EXCERPTED DATA:
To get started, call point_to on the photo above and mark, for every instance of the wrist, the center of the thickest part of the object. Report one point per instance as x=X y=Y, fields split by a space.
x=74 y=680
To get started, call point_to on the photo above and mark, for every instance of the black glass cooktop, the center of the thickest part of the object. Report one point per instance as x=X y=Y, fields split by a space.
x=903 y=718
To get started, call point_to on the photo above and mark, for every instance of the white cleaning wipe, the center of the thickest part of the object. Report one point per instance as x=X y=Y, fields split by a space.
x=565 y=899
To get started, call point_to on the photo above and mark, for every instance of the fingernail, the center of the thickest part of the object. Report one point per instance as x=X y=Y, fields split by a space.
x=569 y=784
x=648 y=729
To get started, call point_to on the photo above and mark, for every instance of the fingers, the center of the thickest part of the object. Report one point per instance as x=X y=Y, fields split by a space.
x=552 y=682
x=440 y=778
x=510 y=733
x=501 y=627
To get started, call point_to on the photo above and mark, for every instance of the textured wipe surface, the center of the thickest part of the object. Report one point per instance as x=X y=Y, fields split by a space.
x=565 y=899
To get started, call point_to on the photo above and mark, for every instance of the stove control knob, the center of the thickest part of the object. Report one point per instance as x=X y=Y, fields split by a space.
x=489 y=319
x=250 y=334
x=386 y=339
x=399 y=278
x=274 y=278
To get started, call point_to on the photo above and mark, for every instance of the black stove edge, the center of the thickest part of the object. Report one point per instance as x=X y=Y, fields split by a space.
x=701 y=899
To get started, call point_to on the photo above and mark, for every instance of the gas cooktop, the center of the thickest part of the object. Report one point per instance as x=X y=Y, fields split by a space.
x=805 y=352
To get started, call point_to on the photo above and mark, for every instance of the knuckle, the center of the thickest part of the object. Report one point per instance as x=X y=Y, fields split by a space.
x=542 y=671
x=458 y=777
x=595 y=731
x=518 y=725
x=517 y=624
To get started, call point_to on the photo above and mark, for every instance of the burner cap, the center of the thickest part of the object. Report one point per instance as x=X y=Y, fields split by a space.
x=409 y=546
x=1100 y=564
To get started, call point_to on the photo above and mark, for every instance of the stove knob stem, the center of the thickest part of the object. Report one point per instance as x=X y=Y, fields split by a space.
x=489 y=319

YOUR INSTRUCTIONS: Transcribe, exactly and completely, all of the entries.

EXERCISE SOLUTION:
To get started, call point_to on the photo above and mark, for every instance of the wrist, the center of the thickest part of the object. Report one point per instance as x=X y=Y, fields split by a space.
x=74 y=680
To get started, call point_to on the photo above and mark, for every instance of the black glass cooktop, the center of the thickest part of the object. Report one point per instance as x=X y=Y, fields split by a space.
x=903 y=718
To get started, call point_to on the photo above and mark, for every instance of the white cleaning wipe, the center of the thickest part of the object. Report one point per instance as x=X y=Y, fields split by a space.
x=565 y=899
To get started, call point_to on the photo above and mark, for every instance of the fingernail, the center of the thickest part of the object. Report one point per instance as x=X y=Y, fields split by a space.
x=569 y=784
x=648 y=729
To get started, call point_to on the photo above and mark, for every instance of the fingers, the center of the thickest part of the object. Report one point per instance as x=X y=Y, fields split by a space.
x=552 y=682
x=440 y=778
x=510 y=733
x=501 y=627
To get started, call point_to on the photo above and mark, for every instance of the textured wipe surface, the center of the thickest part of the object. Report one point per instance as x=X y=Y, fields split by a space.
x=565 y=899
To get started, call point_to on the photo above and mark, for every instance of the stove control knob, the center of the thickest part of the object. Report one point per instance as x=X y=Y, fields split by a space.
x=489 y=319
x=250 y=334
x=386 y=339
x=399 y=278
x=274 y=278
To get started, call point_to on the photo above and mark, for every instance of the black stove edge, the center of the thickest part of the object. Report one point per instance as x=X y=Y, fields split by a space.
x=701 y=899
To get started, call point_to on the photo above and mark, for every instance of the gas cooktop, the center of the thickest part of the object. Report one point per instance as x=X y=Y, fields split by a space.
x=805 y=352
To get started, call point_to on the photo above and mark, for every instance of the knuckle, the center of the thickest part of the object. Report one point per instance as x=X y=Y, fields split by a space.
x=542 y=671
x=458 y=777
x=595 y=731
x=518 y=725
x=517 y=624
To get started, call point_to on the photo above and mark, for every instance of the burner cap, the center of the thickest part of the object. Report one point per instance as x=X y=Y, fields split by a space.
x=409 y=546
x=1100 y=564
To get started, call point_to on the photo above and mark, for every instance of the stove knob stem, the center of the thickest part of the object. Report one point per instance as x=X y=Y, fields split by a space.
x=489 y=319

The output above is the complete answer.